- Opening Delimiter -
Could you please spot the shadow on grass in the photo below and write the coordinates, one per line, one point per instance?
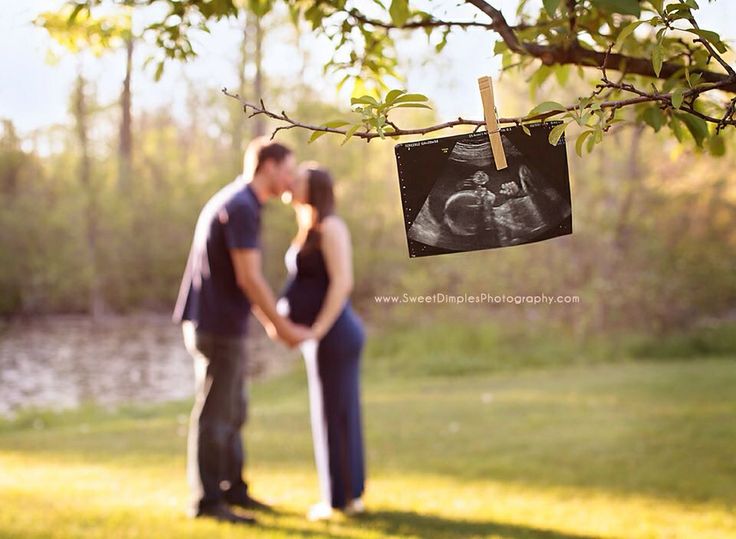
(411, 524)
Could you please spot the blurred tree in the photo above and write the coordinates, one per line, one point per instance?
(672, 72)
(78, 31)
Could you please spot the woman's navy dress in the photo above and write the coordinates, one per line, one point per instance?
(333, 371)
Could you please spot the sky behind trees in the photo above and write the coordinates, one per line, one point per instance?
(34, 92)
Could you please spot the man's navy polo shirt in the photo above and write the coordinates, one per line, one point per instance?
(209, 293)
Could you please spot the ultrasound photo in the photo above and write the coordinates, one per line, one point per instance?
(455, 200)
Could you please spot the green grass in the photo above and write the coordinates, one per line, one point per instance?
(628, 450)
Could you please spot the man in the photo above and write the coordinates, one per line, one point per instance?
(223, 281)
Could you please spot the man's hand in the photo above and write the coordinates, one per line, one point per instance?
(293, 334)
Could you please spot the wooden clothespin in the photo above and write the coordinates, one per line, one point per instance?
(485, 84)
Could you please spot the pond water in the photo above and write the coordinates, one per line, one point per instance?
(63, 361)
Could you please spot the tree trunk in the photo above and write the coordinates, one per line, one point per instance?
(95, 300)
(125, 152)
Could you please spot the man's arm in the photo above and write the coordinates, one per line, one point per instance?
(248, 274)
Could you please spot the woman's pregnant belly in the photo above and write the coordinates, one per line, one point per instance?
(304, 299)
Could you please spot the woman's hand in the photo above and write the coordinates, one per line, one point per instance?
(318, 331)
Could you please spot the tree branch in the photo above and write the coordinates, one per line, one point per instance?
(578, 55)
(290, 123)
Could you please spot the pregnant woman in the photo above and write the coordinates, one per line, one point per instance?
(318, 294)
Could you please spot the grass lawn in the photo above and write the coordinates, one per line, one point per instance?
(628, 450)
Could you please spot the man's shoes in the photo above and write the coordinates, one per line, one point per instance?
(250, 503)
(354, 507)
(223, 513)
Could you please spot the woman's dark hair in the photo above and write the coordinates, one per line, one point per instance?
(321, 192)
(321, 196)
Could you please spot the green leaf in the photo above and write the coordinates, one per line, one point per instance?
(399, 11)
(412, 106)
(626, 32)
(350, 133)
(547, 106)
(392, 95)
(677, 97)
(625, 7)
(551, 6)
(363, 100)
(335, 123)
(697, 126)
(556, 134)
(711, 37)
(581, 140)
(657, 59)
(411, 98)
(316, 135)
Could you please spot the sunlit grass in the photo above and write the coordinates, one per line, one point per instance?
(640, 450)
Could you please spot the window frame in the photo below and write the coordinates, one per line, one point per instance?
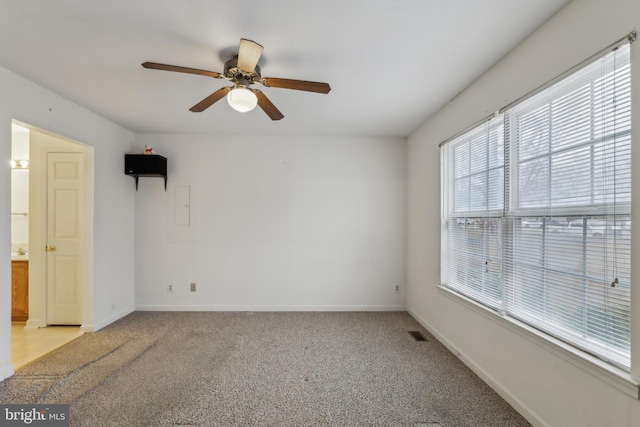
(509, 214)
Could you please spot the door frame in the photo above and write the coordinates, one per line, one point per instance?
(40, 144)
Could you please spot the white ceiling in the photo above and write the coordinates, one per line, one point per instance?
(390, 64)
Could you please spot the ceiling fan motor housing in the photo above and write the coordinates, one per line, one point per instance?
(235, 74)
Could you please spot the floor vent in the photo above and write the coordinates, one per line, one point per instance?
(417, 336)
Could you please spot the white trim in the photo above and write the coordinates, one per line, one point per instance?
(162, 307)
(609, 374)
(516, 403)
(88, 327)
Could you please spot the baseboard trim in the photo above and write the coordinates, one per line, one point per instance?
(88, 327)
(6, 371)
(516, 403)
(160, 307)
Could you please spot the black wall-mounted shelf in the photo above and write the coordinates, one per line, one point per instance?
(146, 165)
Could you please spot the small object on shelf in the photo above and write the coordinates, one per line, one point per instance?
(146, 165)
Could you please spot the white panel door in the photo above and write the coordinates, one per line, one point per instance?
(64, 239)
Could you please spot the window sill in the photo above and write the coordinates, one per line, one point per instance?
(611, 375)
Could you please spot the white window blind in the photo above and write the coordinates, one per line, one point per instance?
(473, 225)
(536, 213)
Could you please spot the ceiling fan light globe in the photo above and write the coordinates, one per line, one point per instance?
(242, 99)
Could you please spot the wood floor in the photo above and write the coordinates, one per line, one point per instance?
(29, 344)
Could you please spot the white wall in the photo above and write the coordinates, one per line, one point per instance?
(114, 202)
(277, 223)
(547, 384)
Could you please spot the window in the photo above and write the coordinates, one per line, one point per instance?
(536, 209)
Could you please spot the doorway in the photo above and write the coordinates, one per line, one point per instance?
(74, 306)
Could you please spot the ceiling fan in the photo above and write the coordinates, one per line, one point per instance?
(243, 71)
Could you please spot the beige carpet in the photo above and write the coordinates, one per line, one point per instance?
(260, 369)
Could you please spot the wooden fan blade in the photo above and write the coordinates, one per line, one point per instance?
(210, 100)
(267, 106)
(176, 68)
(249, 55)
(296, 84)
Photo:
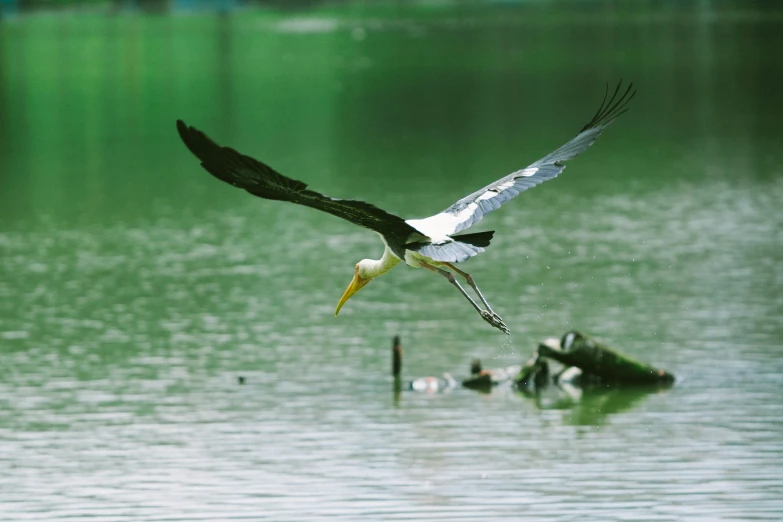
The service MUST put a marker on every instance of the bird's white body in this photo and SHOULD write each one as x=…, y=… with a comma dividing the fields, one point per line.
x=433, y=243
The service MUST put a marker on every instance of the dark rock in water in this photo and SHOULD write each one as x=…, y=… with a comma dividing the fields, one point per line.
x=598, y=360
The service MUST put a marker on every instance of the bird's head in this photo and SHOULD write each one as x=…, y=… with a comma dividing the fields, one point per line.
x=361, y=277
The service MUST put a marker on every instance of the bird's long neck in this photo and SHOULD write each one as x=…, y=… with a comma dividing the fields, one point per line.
x=382, y=265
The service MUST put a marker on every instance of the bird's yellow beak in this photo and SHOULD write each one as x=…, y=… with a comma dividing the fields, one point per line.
x=356, y=284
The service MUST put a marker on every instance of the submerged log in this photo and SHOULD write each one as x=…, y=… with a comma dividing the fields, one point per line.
x=594, y=358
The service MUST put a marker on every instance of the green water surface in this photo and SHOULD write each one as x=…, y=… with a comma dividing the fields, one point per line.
x=135, y=288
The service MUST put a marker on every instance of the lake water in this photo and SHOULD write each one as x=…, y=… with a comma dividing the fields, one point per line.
x=135, y=289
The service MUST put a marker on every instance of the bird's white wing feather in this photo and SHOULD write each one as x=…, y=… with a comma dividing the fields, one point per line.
x=471, y=209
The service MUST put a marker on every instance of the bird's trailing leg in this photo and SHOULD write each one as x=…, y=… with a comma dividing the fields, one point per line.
x=472, y=283
x=488, y=315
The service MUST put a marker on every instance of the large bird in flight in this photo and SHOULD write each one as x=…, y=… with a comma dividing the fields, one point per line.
x=435, y=243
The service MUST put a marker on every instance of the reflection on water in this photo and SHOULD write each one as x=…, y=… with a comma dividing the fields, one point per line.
x=134, y=289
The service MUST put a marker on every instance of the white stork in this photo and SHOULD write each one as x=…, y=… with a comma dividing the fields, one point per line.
x=434, y=243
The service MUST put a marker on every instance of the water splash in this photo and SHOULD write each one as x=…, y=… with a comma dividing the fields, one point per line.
x=506, y=349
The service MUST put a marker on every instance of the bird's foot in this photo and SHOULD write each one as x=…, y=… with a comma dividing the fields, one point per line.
x=495, y=320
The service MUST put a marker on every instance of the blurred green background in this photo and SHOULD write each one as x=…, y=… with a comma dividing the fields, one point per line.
x=134, y=288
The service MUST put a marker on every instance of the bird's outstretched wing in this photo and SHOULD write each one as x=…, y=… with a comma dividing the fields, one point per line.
x=471, y=209
x=263, y=181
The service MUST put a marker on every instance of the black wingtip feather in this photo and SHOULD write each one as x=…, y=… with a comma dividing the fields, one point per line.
x=613, y=108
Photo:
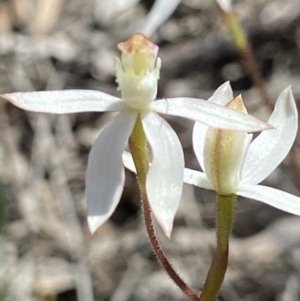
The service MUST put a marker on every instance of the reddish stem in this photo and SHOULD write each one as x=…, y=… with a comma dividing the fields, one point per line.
x=162, y=257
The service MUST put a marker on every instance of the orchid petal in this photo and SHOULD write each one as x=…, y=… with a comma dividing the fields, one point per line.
x=128, y=161
x=271, y=196
x=159, y=13
x=66, y=101
x=222, y=96
x=269, y=149
x=211, y=114
x=105, y=171
x=165, y=176
x=199, y=134
x=197, y=178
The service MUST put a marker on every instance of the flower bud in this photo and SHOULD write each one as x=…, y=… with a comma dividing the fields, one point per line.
x=224, y=154
x=138, y=71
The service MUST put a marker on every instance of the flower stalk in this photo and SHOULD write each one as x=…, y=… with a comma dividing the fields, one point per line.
x=139, y=150
x=224, y=221
x=241, y=42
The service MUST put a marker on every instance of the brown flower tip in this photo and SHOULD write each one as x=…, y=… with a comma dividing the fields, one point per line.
x=237, y=104
x=138, y=43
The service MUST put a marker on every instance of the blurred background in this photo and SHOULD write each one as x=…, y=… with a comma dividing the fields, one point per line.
x=46, y=250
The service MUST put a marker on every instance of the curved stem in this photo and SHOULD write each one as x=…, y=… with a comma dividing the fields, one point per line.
x=217, y=270
x=162, y=257
x=139, y=151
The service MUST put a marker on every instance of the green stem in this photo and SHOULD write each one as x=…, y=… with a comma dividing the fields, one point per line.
x=139, y=151
x=215, y=276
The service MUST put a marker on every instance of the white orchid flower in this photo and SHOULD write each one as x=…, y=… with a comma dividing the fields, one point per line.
x=137, y=75
x=232, y=165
- Closing Delimiter -
Exercise
What you return must match, line for line, the data from the line containing "the green stem" to its end, both ends included.

Response for this exercise
The service MUST put a marker on every instance of the green stem in this photo and SHOULD write each one as x=…, y=… with a comma dividing the fields, one point per line.
x=139, y=151
x=215, y=276
The service MUST put a marker on every instance of the white orchid flower in this photo and SHOULD write each one as x=…, y=… with a comma dividing the fields, one point per line.
x=137, y=75
x=232, y=165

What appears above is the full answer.